- **Stated goal**: Starting at the line that contains "point: black referee" and continuing through the end of the material, rewrite each line with the requests included, scaling every coordinate in the answers by 2 and rounding to whole numbers, with halves rounded up. Leave the numbers in the requests and their format samples unchanged.
—————
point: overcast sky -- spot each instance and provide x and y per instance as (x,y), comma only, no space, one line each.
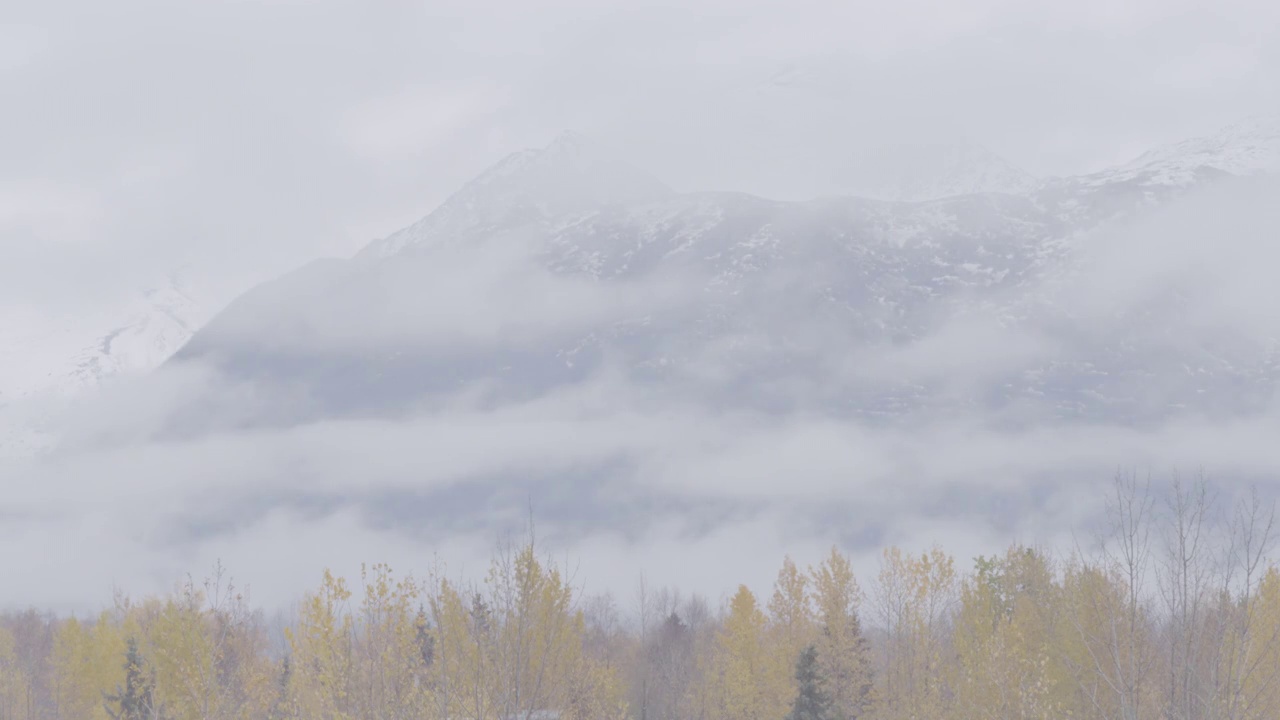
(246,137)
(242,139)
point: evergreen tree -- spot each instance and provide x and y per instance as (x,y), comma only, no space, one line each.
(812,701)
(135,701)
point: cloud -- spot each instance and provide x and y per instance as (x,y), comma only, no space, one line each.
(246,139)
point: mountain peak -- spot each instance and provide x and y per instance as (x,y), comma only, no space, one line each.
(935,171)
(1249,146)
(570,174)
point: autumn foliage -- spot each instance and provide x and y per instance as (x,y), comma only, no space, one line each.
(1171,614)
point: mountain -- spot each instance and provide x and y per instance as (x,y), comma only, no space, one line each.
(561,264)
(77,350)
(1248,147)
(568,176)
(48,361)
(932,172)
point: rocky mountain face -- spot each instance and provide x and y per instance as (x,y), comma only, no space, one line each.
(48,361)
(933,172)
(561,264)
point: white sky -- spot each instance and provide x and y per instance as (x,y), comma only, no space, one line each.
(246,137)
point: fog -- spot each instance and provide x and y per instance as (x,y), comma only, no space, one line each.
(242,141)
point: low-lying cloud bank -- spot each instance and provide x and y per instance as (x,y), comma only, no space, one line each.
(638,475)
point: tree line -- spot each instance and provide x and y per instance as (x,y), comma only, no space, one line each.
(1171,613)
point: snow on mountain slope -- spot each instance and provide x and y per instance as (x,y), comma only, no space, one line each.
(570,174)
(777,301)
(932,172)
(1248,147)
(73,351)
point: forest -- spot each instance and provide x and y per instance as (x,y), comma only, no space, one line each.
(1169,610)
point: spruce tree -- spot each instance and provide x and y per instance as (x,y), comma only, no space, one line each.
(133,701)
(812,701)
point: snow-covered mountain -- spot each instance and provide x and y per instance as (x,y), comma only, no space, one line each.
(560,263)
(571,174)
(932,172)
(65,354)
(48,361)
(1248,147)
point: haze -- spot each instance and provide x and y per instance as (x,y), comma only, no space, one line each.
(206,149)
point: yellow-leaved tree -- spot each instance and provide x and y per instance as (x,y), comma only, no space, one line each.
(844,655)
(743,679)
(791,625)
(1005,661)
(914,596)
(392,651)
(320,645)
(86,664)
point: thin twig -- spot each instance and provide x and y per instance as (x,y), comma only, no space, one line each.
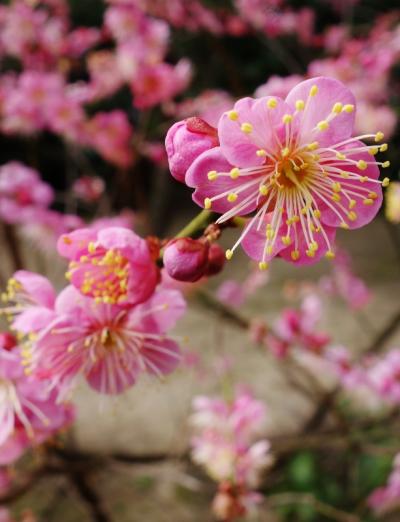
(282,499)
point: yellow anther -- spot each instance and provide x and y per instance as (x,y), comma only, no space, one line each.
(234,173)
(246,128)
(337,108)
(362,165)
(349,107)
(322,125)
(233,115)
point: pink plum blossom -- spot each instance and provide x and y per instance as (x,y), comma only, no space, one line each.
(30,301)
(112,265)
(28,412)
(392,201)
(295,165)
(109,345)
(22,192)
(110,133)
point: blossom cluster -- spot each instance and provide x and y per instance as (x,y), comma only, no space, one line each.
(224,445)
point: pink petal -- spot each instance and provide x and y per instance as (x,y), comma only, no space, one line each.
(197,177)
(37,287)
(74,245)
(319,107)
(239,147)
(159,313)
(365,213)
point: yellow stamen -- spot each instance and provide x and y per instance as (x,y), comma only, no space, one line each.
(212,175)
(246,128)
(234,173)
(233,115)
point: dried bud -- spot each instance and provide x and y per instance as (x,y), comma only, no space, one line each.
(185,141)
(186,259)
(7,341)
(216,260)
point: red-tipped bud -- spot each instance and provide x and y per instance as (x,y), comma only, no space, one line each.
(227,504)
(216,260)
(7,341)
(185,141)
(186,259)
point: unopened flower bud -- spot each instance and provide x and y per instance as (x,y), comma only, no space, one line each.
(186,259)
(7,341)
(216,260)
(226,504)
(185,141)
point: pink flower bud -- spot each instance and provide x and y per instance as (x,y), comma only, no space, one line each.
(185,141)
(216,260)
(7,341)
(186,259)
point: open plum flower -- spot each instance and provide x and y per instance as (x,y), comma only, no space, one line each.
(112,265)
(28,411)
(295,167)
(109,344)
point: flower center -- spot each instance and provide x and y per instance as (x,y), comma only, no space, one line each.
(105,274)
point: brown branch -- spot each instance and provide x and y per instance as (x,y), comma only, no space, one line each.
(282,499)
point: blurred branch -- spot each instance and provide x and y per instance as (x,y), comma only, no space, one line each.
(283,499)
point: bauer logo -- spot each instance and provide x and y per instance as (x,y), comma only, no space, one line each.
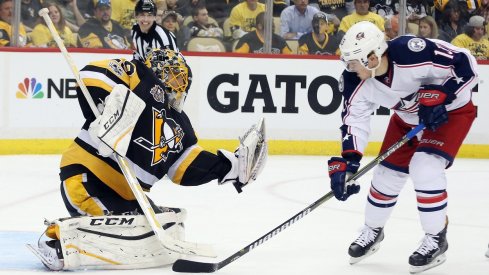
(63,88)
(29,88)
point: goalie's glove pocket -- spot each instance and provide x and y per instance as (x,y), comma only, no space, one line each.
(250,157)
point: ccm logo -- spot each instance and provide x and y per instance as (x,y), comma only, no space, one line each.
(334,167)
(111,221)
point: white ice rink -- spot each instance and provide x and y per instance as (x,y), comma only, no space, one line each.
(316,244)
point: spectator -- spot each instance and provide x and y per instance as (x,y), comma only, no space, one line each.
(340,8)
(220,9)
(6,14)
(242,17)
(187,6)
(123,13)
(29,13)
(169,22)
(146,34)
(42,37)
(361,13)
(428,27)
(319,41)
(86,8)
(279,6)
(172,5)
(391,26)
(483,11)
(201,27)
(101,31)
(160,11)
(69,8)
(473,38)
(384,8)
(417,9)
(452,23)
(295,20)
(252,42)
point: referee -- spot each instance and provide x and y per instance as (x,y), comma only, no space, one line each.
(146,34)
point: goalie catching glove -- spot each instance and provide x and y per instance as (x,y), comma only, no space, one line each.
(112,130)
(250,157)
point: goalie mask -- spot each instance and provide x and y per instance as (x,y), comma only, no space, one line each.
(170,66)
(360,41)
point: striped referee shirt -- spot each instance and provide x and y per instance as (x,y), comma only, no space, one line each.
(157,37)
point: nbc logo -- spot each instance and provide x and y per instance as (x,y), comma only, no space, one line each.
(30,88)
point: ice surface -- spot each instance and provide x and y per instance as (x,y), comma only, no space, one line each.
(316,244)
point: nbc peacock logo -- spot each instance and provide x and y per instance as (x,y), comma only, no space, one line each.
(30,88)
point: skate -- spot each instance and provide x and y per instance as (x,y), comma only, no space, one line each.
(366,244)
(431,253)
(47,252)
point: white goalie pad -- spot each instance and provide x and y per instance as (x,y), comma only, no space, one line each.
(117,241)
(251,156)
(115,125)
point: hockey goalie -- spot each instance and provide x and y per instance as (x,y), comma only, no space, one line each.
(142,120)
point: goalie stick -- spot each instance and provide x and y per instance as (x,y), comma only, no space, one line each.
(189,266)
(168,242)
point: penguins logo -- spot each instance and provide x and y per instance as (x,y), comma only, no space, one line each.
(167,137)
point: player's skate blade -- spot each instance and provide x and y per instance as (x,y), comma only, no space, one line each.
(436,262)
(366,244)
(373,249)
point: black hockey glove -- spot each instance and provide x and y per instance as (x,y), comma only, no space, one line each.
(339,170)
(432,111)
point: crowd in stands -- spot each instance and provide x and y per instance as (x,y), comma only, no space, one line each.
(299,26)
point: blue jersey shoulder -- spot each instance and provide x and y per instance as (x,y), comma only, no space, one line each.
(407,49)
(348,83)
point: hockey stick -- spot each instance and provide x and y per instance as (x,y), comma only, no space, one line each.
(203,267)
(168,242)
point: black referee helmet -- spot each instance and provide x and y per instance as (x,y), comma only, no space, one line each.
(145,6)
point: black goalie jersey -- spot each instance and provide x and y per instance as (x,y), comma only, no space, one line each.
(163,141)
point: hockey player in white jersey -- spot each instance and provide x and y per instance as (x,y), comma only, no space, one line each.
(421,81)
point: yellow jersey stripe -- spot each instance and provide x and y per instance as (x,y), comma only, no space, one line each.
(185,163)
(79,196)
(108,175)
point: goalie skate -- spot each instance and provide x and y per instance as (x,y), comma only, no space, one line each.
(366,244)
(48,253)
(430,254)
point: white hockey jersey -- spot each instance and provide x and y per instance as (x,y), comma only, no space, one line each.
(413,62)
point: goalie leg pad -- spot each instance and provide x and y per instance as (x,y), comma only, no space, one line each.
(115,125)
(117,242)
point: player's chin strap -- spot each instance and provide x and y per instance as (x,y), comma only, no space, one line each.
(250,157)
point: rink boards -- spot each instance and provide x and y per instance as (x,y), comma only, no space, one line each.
—————
- **Solution to this problem**:
point: black referee helmet -- spot each instance and provide x and y per instance as (x,y), comma only, no space, one line each.
(290,12)
point: black goalie jersey -- spot each instance and provide x and y per instance as (x,y), comma only, no space, one line each.
(326,282)
point: hockey player in white jersey -- spot each instance and provide x and y per instance as (x,y), comma only, no space, one line each.
(842,162)
point: yellow jersey stripe -- spot each instance and provide x and y per instance as (x,y), comma only, no space, one line each.
(370,326)
(158,392)
(216,350)
point: goalie skate -- spot each instance and provide x and y per instance as (x,y), comma only, no space, one line each.
(732,488)
(96,506)
(860,508)
point: white hockey jersey -- spot each instance and provide x and y per instance as (x,y), comma only, no space, one line each.
(826,124)
point: goalie leg pad -- spot each instance and provide x and y per instance as (x,y), comma only, no space, one line each.
(230,250)
(234,484)
point: player's chin strap -- spot each instance and provide x and y per instance as (x,y), comma only, no space, one line each.
(500,314)
point: rink boards -- spot each instance and provide x and y per instance as (x,y), comma only, no space, one line each.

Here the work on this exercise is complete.